# Kands, a new project for you?



## 96475 (Oct 9, 2005)

Hi Keith and Sharon,

I thought this would be good for your next 'fitting party' :lol: 

RV Sauna
The difference between an RV and a regular brick and mortar home has become even less dramatic with the introduction of the world's first RV sauna. Yup, a sauna. The compact unit can be installed in a trailer or motorhome can seat two people at a time (unless they are seriously big, in which case one person would be more appropriate). When it's not being used, the sauna can double as a storage cupboard. RV Sauna sells from $4,000 to $5,000. To learn more call Andre Levesque at 616-954-9987 or Mickey Thomas 574-262-2399.

Chris


----------



## 101368 (Oct 12, 2006)

Condor said:


> Hi Keith and Sharon,
> 
> I thought this would be good for your next 'fitting party' :lol:
> 
> ...


A quick google suggests the finns have had these for a while.


----------



## 96475 (Oct 9, 2005)

Hi emgee,

I installed a small 4 person Finnish Sauna in my garage in 1989.
I appreciate the Scandinavians have small saunas available. But the saunas now available in the States are specially designed and made for motorhomes etc. and presumably run off 110v.

Chris


----------



## 101368 (Oct 12, 2006)

Condor said:


> Hi emgee,
> 
> I installed a small 4 person Finnish Sauna in my garage in 1989.

——————————

Directive 1
Please transcribe the part of the RV sauna thread from "# Kands, a new" up to and including "Mickey Thomas 574-262-2399.".

Provided material
——————————

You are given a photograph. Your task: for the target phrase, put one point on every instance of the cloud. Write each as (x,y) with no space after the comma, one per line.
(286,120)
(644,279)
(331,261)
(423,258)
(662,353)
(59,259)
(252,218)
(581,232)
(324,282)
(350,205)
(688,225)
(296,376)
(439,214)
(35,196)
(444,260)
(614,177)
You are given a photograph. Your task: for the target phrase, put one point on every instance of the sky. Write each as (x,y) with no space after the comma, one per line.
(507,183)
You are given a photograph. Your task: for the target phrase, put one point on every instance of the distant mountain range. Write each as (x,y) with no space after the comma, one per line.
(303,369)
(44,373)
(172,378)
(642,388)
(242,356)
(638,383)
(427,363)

——————————

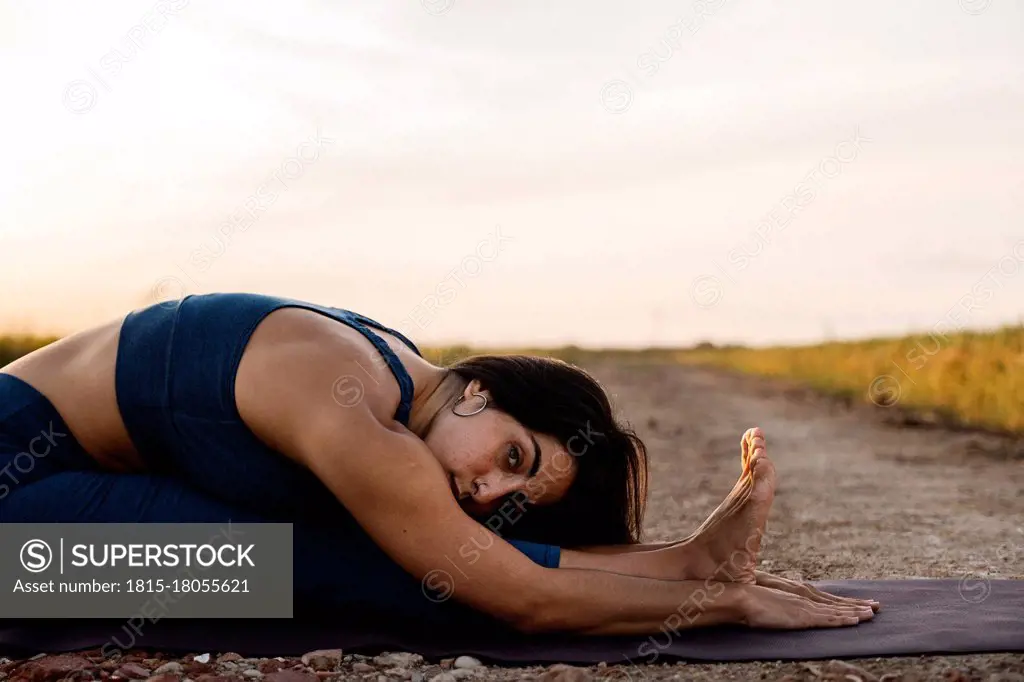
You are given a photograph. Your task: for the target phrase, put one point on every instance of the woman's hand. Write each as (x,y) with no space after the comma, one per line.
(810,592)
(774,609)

——————————

Directive 2
Show every line of the records that contains the string "Write", matching case exactly.

Response 1
# Kands, a new project for you?



## 96475 (Oct 9, 2005)

Hi Keith and Sharon,

I thought this would be good for your next 'fitting party' :lol: 

RV Sauna
The difference between an RV and a regular brick and mortar home has become even less dramatic with the introduction of the world's first RV sauna. Yup, a sauna. The compact unit can be installed in a trailer or motorhome can seat two people at a time (unless they are seriously big, in which case one person would be more appropriate). When it's not being used, the sauna can double as a storage cupboard. RV Sauna sells from $4,000 to $5,000. To learn more call Andre Levesque at 616-954-9987 or Mickey Thomas 574-262-2399.

Response 2
You are given a photograph. Your task: for the target phrase, put one point on every instance of the cloud. Write each as (x,y) with no space after the comma, one per line.
You are given a photograph. Your task: for the target phrase, put one point on every instance of the sky. Write each as (x,y) with no space after the comma, one per line.
You are given a photograph. Your task: for the target phrase, put one point on every instance of the distant mountain range. Write each as (x,y) with no space after the comma, one per line.
You are given a photograph. Your task: for the target phrase, put one point on every instance of the woman's hand. Write each as (x,y) with no space after the comma, one per line.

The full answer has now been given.